#### TEXTE

Il y a six mois, comme la plupart des militants communistes, quel qu’ait été leur choix de vote, j’attendais notre Congrès entre crainte et espoir. Jamais nous n’avions été aussi divisés, ironisait une presse qui semblait redécouvrir que nous existions encore. Eh bien, ce Congrès a su faire triompher la volonté des communistes de le rester tout en surmontant divergences et divisions. Ce qui a suivi a démontré qu’il ne s’agissait pas d’un feu de paille. J’ai senti dans ma fédération que quelque chose s’était passé, qu’un souffle nouveau se levait, que nous retrouvions des forces et des couleurs.
Et puis, il y a eu le mardi 5 février à Marseille. Le meeting de lancement de la campagne des Européennes. Ian Brossat, mais pas que… Avec lui, Pierre Dharéville, mais aussi des candidat-e-s, présent-e-s ou s’adressant à nous par clips interposés. Nous étions 20 de la section Oswald Calvetti (Pernes, L’Isle sur Sorgue, Le Thor, Châteauneuf de Gadagne), avec banderole, chasubles et drapeaux. Debout, attentifs, enthousiastes, émus par les interventions qui se succédaient. Pas de grand-messe, pas de discours-fleuve, pas de ronron. Pas de « Il faut le changement », pas de « La crise s’aiguise… ». Mais des gens de tous les jours, de ces gens trop souvent absents du cinéma ou de la littérature, comme si leur vie ne valait pas la peine d’être contée. Des hommes et des femmes. Des jeunes et des vieux. De toutes les couleurs . Des médecins, des profs, des sportifs, des Gilets jaunes, des animateurs, des ouvriers. La société réelle. Les applaudissements s’enflent. On craint pour l’orateur ou l’oratrice suivant-e-, tant celui ou celle qui a précédé a soulevé l’enthousiasme. Vaine crainte. Chacun-e, avec ses mots, dans une langue parfaitement maîtrisée ou encore incertaine, mais toujours porté-e par la sincérité et la profondeur de l’engagement, suscite des applaudissements renouvelés.

########

**CONSIGNES**
A - Répondez brièvement aux questions suivantes à partir du texte :
(i) Au sujet des communistes, qu'ironisait la presse ?
(ii) Quel jour et dans quelle ville s'est tenu le meeting de lancement de la campagne des Européennes ?
(iii) Combien de personnes de la section Oswald Calvetti étaient présentes ?
B - Recopiez fidèlement le passage du texte qui va de « Il y a six mois, comme » jusqu'à « et des couleurs. » inclus.

#### DONNÉES BRUTES

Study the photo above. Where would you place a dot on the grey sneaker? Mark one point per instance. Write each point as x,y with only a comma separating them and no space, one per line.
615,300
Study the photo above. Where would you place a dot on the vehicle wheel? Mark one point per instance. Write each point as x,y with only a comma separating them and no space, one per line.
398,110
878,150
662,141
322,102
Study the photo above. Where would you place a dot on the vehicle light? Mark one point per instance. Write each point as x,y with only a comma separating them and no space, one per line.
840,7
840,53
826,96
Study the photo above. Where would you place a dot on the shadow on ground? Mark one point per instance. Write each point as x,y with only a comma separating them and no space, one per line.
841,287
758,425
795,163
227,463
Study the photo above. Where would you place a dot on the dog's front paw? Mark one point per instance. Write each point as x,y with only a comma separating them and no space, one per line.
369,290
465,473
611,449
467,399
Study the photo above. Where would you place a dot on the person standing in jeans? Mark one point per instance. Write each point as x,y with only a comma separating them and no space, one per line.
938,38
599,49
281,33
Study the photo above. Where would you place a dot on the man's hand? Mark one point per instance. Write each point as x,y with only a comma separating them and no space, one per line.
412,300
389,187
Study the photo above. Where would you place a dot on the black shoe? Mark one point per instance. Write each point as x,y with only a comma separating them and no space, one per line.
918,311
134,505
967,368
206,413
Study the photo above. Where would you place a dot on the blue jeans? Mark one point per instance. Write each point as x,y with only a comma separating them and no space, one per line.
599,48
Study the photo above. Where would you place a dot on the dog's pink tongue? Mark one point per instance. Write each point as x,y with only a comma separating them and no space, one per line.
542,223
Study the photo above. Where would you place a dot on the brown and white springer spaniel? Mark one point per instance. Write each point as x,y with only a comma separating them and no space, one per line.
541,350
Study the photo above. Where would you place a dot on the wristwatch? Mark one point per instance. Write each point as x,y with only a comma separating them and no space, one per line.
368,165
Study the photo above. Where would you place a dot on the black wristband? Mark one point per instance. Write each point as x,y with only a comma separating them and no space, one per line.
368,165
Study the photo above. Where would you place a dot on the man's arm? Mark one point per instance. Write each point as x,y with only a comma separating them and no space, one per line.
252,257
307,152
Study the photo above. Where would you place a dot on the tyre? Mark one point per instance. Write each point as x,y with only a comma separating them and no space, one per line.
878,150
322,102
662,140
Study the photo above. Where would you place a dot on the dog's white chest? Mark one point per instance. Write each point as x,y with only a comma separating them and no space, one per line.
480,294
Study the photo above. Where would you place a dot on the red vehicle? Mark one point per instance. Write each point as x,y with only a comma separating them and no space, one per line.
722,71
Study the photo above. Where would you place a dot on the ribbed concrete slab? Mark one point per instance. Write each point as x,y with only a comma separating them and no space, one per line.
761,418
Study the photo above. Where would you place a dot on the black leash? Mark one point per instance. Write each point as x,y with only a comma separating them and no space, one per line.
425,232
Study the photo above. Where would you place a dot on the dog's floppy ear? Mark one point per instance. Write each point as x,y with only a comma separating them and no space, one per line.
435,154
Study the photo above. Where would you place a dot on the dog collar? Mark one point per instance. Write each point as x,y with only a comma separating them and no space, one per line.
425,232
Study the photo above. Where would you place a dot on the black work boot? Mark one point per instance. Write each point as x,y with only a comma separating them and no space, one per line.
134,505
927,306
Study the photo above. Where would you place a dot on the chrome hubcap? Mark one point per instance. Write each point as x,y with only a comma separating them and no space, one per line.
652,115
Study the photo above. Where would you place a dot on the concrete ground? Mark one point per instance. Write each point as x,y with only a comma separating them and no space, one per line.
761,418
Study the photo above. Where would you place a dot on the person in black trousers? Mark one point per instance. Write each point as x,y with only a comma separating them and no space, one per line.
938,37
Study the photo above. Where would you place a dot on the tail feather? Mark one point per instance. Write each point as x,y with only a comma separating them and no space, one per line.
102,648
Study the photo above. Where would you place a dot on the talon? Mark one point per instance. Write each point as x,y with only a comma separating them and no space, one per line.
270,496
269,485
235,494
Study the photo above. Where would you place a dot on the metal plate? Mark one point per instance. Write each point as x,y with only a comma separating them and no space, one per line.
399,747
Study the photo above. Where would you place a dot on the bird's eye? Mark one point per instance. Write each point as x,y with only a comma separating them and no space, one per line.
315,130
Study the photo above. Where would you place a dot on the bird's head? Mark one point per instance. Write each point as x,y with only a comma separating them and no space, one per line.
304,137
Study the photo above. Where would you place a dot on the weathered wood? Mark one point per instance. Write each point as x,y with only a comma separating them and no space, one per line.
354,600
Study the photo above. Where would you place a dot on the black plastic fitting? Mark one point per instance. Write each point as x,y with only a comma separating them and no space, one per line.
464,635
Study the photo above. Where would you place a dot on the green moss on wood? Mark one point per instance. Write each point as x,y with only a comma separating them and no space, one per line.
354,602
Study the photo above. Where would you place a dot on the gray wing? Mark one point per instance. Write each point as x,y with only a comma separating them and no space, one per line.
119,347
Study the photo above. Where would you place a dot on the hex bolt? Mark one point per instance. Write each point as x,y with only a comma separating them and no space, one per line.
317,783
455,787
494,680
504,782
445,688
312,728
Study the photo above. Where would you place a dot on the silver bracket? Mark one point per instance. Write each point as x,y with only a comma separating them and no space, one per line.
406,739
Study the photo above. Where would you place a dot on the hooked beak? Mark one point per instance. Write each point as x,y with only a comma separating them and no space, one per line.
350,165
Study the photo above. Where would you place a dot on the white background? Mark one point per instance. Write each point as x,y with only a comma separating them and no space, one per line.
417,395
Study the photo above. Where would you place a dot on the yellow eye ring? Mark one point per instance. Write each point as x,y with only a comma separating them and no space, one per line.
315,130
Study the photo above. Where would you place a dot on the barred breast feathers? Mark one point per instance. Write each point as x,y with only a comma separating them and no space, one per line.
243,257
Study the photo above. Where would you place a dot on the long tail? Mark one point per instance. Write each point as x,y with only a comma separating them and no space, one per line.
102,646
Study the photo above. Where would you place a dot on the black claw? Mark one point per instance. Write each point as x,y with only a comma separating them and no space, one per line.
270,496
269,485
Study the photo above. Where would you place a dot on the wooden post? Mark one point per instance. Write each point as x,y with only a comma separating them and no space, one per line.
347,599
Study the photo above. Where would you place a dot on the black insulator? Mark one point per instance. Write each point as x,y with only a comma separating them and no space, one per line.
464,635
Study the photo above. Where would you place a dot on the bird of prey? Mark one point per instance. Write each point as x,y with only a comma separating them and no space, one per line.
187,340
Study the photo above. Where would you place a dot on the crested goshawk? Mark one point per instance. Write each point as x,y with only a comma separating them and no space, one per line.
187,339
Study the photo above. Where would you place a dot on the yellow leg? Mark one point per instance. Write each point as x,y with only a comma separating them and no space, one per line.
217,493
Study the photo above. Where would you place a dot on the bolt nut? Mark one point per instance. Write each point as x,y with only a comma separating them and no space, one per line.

########

**RÉPONSES**
A -
(i) Qu'ils n'avaient jamais été aussi divisés.
(ii) Le mardi 5 février, à Marseille.
(iii) 20.

B -
Il y a six mois, comme la plupart des militants communistes, quel qu’ait été leur choix de vote, j’attendais notre Congrès entre crainte et espoir. Jamais nous n’avions été aussi divisés, ironisait une presse qui semblait redécouvrir que nous existions encore. Eh bien, ce Congrès a su faire triompher la volonté des communistes de le rester tout en surmontant divergences et divisions. Ce qui a suivi a démontré qu’il ne s’agissait pas d’un feu de paille. J’ai senti dans ma fédération que quelque chose s’était passé, qu’un souffle nouveau se levait, que nous retrouvions des forces et des couleurs.